- Exercise requirements -
Duplicate the passage of the AI agent observability text beginning at "Observability is what" and ending at "that arrived late.".

Observability for AI agents in production

How I design observability for AI agents: traces, logs, metrics, costs, errors, privacy and continuous improvement.

An AI agent in production cannot be managed only by checking whether it "answers well". When the system uses tools, queries data, calls APIs, decides whether to escalate, consumes tokens and executes real actions, I need to know what happened at each step.

Observability is what turns an AI automation into an operable system. Without it, a failure becomes a debate: nobody knows whether the problem was the prompt, the model, an API, a credential, the retrieved context, a business rule or a human decision that arrived late.

In projects with n8n, LLMs, Python, FastAPI, Spring, web search and workflows connected to business processes, I would design observability from the beginning. Not as a nice extra, but as a condition for maintaining the system.

Direct answer: what to observe in an AI agent

An AI agent should be observed by recording execution traces, structured inputs and outputs, tool calls, classified errors, costs, latency, escalation decisions, prompt versions and context used, while minimising sensitive data.

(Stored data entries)
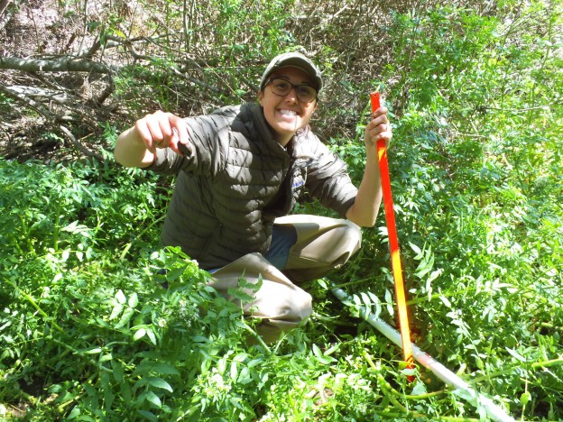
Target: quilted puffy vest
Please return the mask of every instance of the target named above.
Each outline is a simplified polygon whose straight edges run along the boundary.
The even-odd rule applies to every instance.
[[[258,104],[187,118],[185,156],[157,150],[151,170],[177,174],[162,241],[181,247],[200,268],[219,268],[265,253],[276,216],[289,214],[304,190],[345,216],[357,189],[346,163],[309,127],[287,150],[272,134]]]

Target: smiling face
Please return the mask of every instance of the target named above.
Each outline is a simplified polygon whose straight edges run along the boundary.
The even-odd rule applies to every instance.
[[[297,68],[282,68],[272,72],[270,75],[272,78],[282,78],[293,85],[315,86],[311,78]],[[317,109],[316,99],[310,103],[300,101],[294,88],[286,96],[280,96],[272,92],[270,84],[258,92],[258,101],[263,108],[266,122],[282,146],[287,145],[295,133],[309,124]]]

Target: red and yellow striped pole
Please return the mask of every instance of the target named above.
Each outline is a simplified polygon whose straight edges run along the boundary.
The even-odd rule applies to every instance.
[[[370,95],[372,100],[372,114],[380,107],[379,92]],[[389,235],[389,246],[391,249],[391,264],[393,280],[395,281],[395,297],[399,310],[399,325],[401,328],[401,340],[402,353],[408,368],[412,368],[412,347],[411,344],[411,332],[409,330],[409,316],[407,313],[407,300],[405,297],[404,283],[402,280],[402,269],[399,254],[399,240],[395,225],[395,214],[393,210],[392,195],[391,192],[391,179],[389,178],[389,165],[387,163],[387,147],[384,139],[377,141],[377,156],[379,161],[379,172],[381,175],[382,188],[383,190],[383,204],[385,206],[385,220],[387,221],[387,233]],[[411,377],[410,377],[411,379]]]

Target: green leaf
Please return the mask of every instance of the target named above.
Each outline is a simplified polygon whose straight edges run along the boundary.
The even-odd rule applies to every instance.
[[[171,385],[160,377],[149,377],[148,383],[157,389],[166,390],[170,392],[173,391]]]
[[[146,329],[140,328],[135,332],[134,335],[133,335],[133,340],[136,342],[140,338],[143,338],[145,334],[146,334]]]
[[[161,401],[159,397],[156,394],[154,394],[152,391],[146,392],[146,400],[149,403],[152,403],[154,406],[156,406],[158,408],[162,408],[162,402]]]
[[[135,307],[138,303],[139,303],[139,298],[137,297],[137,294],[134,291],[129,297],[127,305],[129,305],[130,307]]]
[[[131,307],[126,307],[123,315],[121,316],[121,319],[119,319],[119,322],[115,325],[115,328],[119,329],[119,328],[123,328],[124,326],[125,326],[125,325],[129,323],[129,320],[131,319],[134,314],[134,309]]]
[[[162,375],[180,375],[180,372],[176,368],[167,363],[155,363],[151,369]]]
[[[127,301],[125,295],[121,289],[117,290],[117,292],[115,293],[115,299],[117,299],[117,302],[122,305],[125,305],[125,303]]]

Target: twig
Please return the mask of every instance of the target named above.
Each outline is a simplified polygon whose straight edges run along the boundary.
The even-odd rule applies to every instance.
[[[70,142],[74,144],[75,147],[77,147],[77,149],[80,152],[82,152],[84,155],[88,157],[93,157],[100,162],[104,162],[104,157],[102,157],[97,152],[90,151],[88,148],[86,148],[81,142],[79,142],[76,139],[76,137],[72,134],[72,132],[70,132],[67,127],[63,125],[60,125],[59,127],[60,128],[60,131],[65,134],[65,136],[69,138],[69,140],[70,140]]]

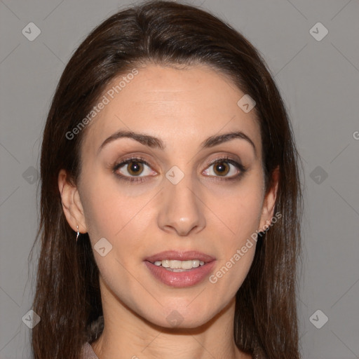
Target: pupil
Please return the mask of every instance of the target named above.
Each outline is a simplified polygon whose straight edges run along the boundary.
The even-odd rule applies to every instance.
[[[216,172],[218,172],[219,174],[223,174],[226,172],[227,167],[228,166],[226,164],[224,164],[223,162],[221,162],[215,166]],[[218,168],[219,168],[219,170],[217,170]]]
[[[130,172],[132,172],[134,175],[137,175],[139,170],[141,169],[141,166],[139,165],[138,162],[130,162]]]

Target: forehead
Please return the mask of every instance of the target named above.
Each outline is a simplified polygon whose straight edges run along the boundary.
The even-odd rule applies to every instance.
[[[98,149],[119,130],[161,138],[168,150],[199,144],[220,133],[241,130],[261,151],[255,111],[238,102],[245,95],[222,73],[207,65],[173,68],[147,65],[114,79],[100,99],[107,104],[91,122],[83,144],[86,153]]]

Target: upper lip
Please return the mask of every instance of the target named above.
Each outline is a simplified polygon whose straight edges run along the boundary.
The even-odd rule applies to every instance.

- Answer to the problem -
Observability is what turns an AI automation into an operable system. Without it, a failure becomes a debate: nobody knows whether the problem was the prompt, the model, an API, a credential, the retrieved context, a business rule or a human decision that arrived late.